Task directions:
A faithful copy is required of the lines from the top of the entries through the line that contains "locate the thin twig in the photo above", both included, with no pictures.

Natural language region descriptions:

== Segment start ==

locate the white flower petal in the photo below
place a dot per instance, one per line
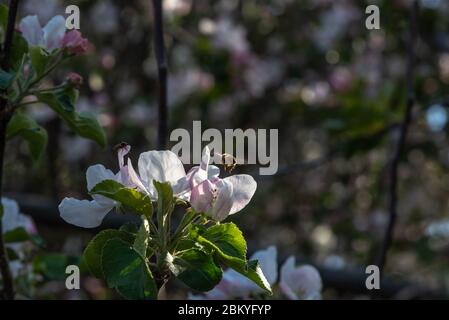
(54, 32)
(268, 263)
(300, 282)
(244, 186)
(224, 201)
(162, 166)
(32, 31)
(135, 180)
(83, 213)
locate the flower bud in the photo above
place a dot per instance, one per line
(74, 79)
(74, 42)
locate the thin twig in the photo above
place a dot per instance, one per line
(5, 116)
(407, 119)
(159, 48)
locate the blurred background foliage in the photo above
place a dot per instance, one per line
(311, 69)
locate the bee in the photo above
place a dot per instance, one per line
(228, 165)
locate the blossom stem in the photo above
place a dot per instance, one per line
(5, 116)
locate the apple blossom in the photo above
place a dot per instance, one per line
(90, 214)
(53, 35)
(217, 197)
(300, 282)
(49, 37)
(13, 219)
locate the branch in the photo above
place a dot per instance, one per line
(5, 116)
(406, 121)
(159, 48)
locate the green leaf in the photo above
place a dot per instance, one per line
(21, 235)
(227, 239)
(6, 79)
(136, 200)
(142, 238)
(12, 255)
(165, 202)
(196, 269)
(84, 123)
(125, 270)
(39, 60)
(93, 251)
(252, 271)
(229, 245)
(28, 129)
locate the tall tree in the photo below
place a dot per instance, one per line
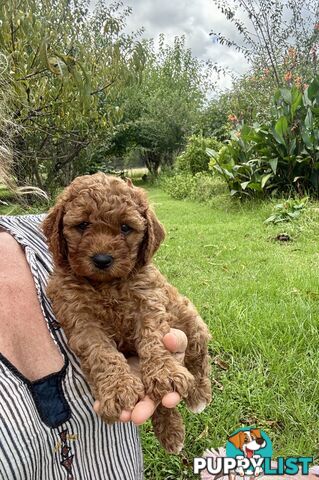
(67, 64)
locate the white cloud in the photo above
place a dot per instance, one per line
(195, 19)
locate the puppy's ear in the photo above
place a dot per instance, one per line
(237, 440)
(52, 227)
(256, 432)
(153, 237)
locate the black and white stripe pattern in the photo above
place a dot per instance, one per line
(83, 447)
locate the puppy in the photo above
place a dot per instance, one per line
(112, 302)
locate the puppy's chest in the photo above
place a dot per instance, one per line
(120, 315)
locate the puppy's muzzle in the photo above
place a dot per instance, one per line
(102, 260)
(260, 441)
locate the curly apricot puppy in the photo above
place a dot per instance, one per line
(111, 301)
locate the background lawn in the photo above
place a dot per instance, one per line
(260, 299)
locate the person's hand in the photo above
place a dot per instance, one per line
(175, 342)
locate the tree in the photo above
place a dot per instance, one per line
(280, 35)
(164, 109)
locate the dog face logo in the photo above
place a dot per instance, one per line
(250, 444)
(248, 441)
(102, 228)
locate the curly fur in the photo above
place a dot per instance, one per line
(126, 308)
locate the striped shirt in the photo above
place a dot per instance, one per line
(48, 429)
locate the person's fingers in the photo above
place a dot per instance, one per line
(143, 410)
(170, 400)
(175, 341)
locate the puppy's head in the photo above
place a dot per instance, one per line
(102, 228)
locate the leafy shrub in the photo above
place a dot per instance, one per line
(281, 156)
(201, 187)
(195, 158)
(287, 211)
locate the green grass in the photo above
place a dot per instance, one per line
(260, 298)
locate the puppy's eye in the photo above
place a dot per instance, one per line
(82, 226)
(126, 229)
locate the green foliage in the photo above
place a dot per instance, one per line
(195, 158)
(287, 211)
(281, 156)
(160, 112)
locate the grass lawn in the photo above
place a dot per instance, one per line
(260, 298)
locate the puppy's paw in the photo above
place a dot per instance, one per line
(200, 396)
(170, 377)
(118, 394)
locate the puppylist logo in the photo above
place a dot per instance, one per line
(249, 452)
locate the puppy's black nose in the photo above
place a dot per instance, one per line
(260, 441)
(102, 260)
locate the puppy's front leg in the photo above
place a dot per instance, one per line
(106, 370)
(161, 373)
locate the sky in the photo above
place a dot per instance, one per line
(195, 19)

== Segment end ==

Response to this exercise:
locate the white flower petal in the photo below
place a dot per instance, one per line
(54, 32)
(268, 263)
(300, 282)
(244, 186)
(224, 201)
(162, 166)
(32, 31)
(135, 180)
(83, 213)
locate the flower bud in the photo above
place a dot per instance, one per line
(74, 79)
(74, 42)
locate the thin twig in the photo above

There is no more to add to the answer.